● **PROBLEM DESCRIPTION**
Please print all of the rows below character for character, but leave any picture out of your output.
** Start INFORMATION SHOWN **
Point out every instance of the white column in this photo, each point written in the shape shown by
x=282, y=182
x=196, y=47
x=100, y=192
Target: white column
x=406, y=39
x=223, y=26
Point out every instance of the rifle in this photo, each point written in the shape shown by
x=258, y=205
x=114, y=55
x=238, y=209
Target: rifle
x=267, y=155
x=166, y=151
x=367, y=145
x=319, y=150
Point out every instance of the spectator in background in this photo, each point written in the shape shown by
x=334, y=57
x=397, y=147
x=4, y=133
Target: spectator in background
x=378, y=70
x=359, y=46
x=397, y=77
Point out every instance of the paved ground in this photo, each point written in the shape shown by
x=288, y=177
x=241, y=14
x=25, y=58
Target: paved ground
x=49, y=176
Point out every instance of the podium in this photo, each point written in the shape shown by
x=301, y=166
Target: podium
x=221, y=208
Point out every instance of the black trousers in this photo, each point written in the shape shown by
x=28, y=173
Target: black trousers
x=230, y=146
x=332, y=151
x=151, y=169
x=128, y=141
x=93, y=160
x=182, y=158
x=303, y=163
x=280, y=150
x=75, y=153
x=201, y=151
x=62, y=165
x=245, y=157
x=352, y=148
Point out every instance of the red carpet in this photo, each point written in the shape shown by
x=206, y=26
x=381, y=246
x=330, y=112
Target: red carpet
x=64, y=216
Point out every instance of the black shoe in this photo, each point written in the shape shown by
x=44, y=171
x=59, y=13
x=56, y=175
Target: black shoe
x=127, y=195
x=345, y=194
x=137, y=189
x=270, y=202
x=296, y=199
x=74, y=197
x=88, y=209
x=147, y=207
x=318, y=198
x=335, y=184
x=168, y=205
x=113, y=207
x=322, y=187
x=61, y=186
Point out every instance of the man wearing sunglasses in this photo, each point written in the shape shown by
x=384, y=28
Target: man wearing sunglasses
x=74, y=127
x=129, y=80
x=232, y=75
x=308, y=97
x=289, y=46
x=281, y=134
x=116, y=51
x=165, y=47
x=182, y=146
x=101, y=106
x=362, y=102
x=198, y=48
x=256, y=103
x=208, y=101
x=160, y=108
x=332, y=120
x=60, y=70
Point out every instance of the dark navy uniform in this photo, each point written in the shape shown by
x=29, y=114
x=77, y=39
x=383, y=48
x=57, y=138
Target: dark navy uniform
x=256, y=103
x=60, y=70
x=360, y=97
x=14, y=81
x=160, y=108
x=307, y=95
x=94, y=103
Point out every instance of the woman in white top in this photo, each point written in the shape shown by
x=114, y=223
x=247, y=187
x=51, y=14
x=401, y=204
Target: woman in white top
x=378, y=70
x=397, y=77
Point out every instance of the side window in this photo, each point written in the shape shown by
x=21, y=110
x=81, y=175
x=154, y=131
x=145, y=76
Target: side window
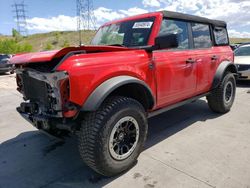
** End INFORMATION SHOWN **
● **IN RESPONSE**
Point out every instance of the white column in this photo, each point written in the shape shown by
x=282, y=182
x=196, y=47
x=100, y=192
Target: white column
x=406, y=39
x=223, y=26
Point out every instance of the rifle in this photo, each point written in the shape shown by
x=258, y=205
x=114, y=55
x=238, y=209
Target: rifle
x=267, y=155
x=166, y=151
x=367, y=145
x=319, y=150
Point out every instance of the spectator in background in this photo, each point written in the shape shown by
x=334, y=57
x=397, y=147
x=4, y=133
Target: spectator in background
x=378, y=70
x=359, y=46
x=397, y=77
Point out every instance of the paved ground in this photo, each point written in the shape shown by
x=288, y=177
x=241, y=14
x=25, y=58
Target: paved ground
x=49, y=176
Point out every instance of the podium in this photo, each point written in the shape shown by
x=301, y=166
Target: podium
x=221, y=208
Point out every instance of the black trousers in this photo, each point written in the shape shown by
x=28, y=173
Target: black trousers
x=230, y=146
x=332, y=151
x=151, y=169
x=128, y=141
x=93, y=160
x=182, y=158
x=303, y=163
x=280, y=150
x=75, y=153
x=201, y=151
x=62, y=165
x=245, y=157
x=352, y=148
Point out every instance of the red carpet in this photo, each point written in the shape shown by
x=206, y=26
x=381, y=246
x=330, y=112
Target: red carpet
x=64, y=216
Point out every instance of the black shoe in this photo, each point written in the shape shown by
x=44, y=171
x=59, y=13
x=56, y=175
Target: black shoe
x=127, y=195
x=345, y=194
x=137, y=189
x=270, y=202
x=296, y=199
x=74, y=197
x=88, y=209
x=147, y=207
x=318, y=198
x=335, y=184
x=168, y=205
x=113, y=207
x=322, y=187
x=61, y=186
Point out every instance of the man wearing sunglasses in this photo, each point written in the shape shown by
x=384, y=28
Target: man wearing sunglasses
x=74, y=127
x=129, y=80
x=232, y=75
x=308, y=97
x=289, y=46
x=281, y=134
x=116, y=51
x=165, y=47
x=182, y=146
x=101, y=106
x=362, y=102
x=198, y=48
x=256, y=103
x=208, y=101
x=160, y=108
x=332, y=120
x=60, y=70
Point out every instance of the dark navy uniform in this photo, each point written in the shape shown by
x=29, y=114
x=77, y=39
x=383, y=48
x=57, y=138
Target: dark navy uniform
x=256, y=103
x=60, y=70
x=360, y=97
x=14, y=81
x=160, y=108
x=307, y=95
x=94, y=103
Point out every instance of the woman in white top in this photo, each point written in the shape shown by
x=114, y=223
x=247, y=187
x=51, y=14
x=401, y=204
Target: woman in white top
x=378, y=70
x=397, y=77
Point out every instance of the side window in this photo, each point written in the shape shown by
x=21, y=110
x=81, y=175
x=154, y=131
x=145, y=76
Target: side window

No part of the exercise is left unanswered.